What you need to do —
Report every line below that contains the word "vanity", matching case exactly.

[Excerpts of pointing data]
● ● ● ● ● ● ●

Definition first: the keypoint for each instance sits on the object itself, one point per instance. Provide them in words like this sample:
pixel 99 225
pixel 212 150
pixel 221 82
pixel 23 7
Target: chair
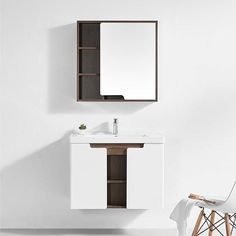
pixel 225 210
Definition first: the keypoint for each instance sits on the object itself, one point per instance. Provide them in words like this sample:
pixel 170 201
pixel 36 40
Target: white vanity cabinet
pixel 116 173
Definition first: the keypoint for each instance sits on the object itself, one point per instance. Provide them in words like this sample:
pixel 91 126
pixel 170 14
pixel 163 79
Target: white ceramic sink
pixel 120 138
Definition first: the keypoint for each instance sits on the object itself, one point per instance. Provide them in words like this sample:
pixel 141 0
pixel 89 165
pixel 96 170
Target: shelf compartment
pixel 89 61
pixel 116 181
pixel 89 34
pixel 88 48
pixel 88 87
pixel 116 167
pixel 89 74
pixel 116 195
pixel 115 206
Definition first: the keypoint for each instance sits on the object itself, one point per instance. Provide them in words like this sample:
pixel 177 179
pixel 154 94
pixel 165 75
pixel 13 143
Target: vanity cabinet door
pixel 145 177
pixel 88 177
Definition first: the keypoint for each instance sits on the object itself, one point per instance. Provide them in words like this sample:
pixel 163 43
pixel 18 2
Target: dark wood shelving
pixel 116 181
pixel 89 74
pixel 88 61
pixel 88 48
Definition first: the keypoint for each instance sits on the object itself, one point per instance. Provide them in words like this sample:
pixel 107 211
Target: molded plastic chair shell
pixel 227 206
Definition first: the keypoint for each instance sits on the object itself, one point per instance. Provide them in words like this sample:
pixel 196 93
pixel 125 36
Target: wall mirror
pixel 117 61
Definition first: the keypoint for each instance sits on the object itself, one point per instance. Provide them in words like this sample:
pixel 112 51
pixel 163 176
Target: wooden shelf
pixel 115 206
pixel 89 74
pixel 116 181
pixel 88 48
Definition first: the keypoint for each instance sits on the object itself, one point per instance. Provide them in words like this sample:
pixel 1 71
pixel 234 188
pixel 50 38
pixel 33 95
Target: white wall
pixel 196 111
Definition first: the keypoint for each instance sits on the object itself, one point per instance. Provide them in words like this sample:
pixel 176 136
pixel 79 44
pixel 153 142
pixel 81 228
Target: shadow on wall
pixel 37 194
pixel 62 78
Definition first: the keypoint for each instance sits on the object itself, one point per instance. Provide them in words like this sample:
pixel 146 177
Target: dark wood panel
pixel 116 167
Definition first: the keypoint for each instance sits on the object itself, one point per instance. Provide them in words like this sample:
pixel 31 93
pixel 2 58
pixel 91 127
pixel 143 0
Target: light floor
pixel 88 232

● ● ● ● ● ● ●

Solution to this problem —
Target: white vanity cabinet
Target: vanity cabinet door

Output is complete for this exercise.